• [Text segment]:
::::::::

[Bug] TypeError: expected str, bytes or os.PathLike object, not NoneType
Checklist
- [x] 1. I have searched related issues but cannot get the expected help.
- [x] 2. The bug has not been fixed in the latest version.
- [ ] 3. Please note that if the bug-related issue you submitted lacks corresponding environment info and a minimal reproducible demo, it will be challenging for us to reproduce and resolve the issue, reducing the likelihood of receiving feedback.
Describe the bug
Hi,
When I run Mini-InternVL2-DA-Medical-4B and 2B model, I will hit the following issue, seems like cannot find the vocab file. could you kindly help have a look? Thanks!
Reproduction
I copy script in this website https://huggingface.co/OpenGVLab/Mini-InternVL2-4B-DA-Medical and run
Environment
pip install -r requirements.txt provided by the github repo.
Error traceback
Traceback (most recent call last):
File "/home/yucheng/code/InternVL/test_4B_DA_Medical.py", line 91, in <module>
tokenizer = LlamaTokenizer.from_pretrained(path, trust_remote_code=True, use_fast=False)
File "/home/yucheng/miniconda/envs/internvl/lib/python3.9/site-packages/transformers/tokenization_utils_base.py", line 2029, in from_pretrained
return cls._from_pretrained(
File "/home/yucheng/miniconda/envs/internvl/lib/python3.9/site-packages/transformers/tokenization_utils_base.py", line 2261, in _from_pretrained
tokenizer = cls(*init_inputs, **init_kwargs)
File "/home/yucheng/miniconda/envs/internvl/lib/python3.9/site-packages/transformers/models/llama/tokenization_llama.py", line 178, in __init__
self.sp_model = self.get_spm_processor(kwargs.pop("from_slow", False))
File "/home/yucheng/miniconda/envs/internvl/lib/python3.9/site-packages/transformers/models/llama/tokenization_llama.py", line 206, in get_spm_processor
with open(self.vocab_file, "rb") as f:
TypeError: expected str, bytes or os.PathLike object, not NoneType
Hi,
Please try
tokenizer = AutoTokenizer.from_pretrained(path, trust_remote_code=True, use_fast=False)
Hi,
Please try
tokenizer = AutoTokenizer.from_pretrained(path, trust_remote_code=True, use_fast=False)

::::::::

Continue the bug report thread about the Mini-InternVL2 tokenizer error from its final line onward. The records that follow were taken from a different source.

• [Data extracts]:
::::::::

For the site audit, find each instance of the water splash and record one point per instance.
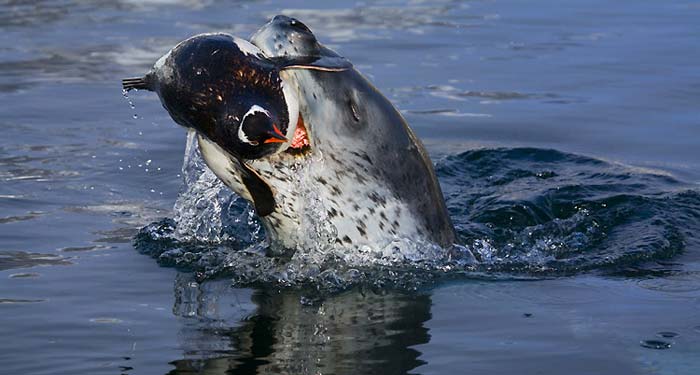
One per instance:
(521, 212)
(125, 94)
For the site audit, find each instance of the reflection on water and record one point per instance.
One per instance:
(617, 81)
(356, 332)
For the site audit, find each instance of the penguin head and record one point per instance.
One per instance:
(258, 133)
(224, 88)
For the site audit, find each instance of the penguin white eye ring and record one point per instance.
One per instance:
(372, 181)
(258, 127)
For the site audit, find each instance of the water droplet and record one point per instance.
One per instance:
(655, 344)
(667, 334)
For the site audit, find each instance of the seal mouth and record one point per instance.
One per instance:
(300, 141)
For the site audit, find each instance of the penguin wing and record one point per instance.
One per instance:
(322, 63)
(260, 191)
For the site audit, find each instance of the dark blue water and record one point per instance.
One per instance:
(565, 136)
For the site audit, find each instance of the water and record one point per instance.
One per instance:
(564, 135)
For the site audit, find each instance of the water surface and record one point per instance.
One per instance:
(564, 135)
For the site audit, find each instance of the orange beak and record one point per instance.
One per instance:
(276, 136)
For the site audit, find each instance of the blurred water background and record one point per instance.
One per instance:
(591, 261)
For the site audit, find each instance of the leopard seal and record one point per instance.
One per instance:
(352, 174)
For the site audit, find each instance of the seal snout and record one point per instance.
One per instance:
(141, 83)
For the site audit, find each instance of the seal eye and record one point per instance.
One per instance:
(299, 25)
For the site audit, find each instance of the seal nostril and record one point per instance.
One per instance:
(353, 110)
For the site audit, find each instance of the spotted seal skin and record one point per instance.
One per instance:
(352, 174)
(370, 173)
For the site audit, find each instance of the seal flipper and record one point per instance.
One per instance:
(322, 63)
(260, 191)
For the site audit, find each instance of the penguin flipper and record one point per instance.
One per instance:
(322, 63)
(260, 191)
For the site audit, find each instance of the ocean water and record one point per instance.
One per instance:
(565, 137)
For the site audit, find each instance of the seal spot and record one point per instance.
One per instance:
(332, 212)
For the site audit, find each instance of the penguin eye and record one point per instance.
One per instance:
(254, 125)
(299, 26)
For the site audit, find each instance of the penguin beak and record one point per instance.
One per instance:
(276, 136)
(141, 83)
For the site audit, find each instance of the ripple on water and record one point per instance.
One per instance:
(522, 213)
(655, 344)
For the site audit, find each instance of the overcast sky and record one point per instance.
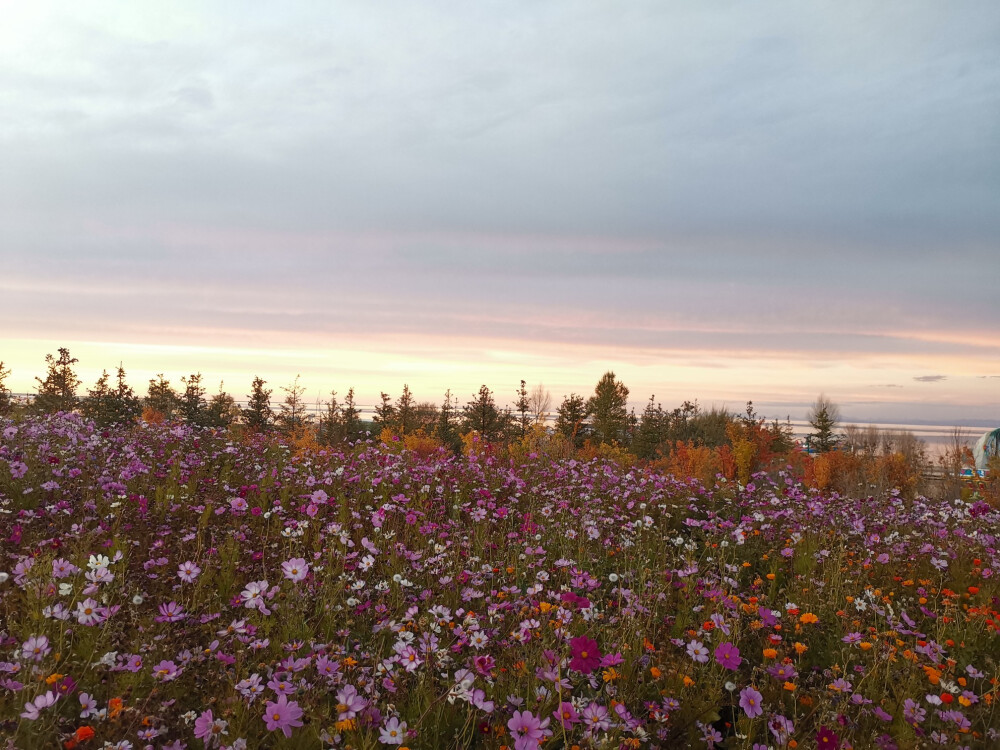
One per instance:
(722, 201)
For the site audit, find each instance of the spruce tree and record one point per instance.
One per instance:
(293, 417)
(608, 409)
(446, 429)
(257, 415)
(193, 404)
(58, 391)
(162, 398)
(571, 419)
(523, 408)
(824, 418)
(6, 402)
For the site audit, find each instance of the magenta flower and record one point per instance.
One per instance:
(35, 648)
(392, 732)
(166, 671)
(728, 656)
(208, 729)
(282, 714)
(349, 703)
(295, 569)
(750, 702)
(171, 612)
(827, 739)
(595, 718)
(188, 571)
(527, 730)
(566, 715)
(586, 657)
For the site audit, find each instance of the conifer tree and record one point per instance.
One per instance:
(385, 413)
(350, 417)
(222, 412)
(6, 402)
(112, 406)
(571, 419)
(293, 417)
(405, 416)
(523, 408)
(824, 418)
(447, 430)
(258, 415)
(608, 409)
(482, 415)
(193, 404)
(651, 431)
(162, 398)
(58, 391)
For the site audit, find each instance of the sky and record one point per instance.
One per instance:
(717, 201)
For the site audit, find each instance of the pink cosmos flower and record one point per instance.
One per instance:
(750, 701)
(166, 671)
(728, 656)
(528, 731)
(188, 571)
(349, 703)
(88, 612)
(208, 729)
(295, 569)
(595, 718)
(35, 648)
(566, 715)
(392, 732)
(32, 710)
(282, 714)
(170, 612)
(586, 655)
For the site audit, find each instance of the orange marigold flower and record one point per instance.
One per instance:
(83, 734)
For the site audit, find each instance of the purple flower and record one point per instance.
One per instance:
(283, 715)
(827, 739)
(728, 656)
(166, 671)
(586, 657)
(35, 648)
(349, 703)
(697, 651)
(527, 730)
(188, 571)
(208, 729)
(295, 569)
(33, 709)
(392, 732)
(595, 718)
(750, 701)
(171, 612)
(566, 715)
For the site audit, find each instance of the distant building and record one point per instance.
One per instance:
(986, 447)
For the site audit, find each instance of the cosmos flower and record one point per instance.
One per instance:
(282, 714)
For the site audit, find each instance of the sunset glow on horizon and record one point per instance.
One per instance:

::::::::

• [Result of the exercise]:
Hi, in the script for the medical-4B model, this line in the script is the same with one you provided. I hit the issue as well.
If you want to load a model using multiple GPUs, please refer to the Multiple GPUs section.
path = 'OpenGVLab/Mini-InternVL2-4B-DA-Medical' model = AutoModel.from_pretrained( path, torch_dtype=torch.bfloat16, low_cpu_mem_usage=True, use_flash_attn=True, trust_remote_code=True).eval().cuda() tokenizer = AutoTokenizer.from_pretrained(path, trust_remote_code=True, use_fast=False)
Is your model directory a local directory? You can check whether the file is downloaded completely.
@chenyucheng0221 @yuecao0119 I am also facing the same issue with the 'OpenGVLab/Mini-InternVL2-4B-DA-BDD'. I tried this tokenizer = AutoTokenizer.from_pretrained(path, trust_remote_code=True, use_fast=False) but no luck.
Thanks
tokenizer = AutoTokenizer.from_pretrained(path, trust_remote_code=True, use_fast=False) , in this line, you can revise as tokenizer = AutoTokenizer.from_pretrained(path, trust_remote_code=True) , it is useful for me when using InternVL2-4B-medical in Windows10 environment.
tokenizer = AutoTokenizer.from_pretrained(path, trust_remote_code=True, use_fast=False) , in this line, you can revise as tokenizer = AutoTokenizer.from_pretrained(path, trust_remote_code=True) , it is useful for me when using InternVL2-4B-medical in Windows10 environment.
You are right. InternVL2-4B-medical requires a fast tokenizer.